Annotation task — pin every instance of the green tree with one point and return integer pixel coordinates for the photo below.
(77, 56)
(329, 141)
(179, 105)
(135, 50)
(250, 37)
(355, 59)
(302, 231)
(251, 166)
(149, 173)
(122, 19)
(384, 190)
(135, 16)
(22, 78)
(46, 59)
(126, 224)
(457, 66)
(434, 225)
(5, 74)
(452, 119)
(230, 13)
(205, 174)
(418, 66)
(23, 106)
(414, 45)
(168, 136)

____________________

What is being asked ▸
Each line of the listing above should be output exactly.

Finished task ▸
Annotation task — pin every instance of the green tree with one point and return integer pixel coordinates for the photo below.
(77, 56)
(329, 141)
(179, 105)
(135, 50)
(250, 37)
(355, 59)
(302, 231)
(251, 166)
(149, 173)
(122, 19)
(384, 190)
(135, 16)
(22, 78)
(46, 59)
(126, 224)
(457, 66)
(434, 225)
(5, 74)
(452, 119)
(230, 13)
(205, 174)
(418, 66)
(23, 106)
(414, 45)
(168, 136)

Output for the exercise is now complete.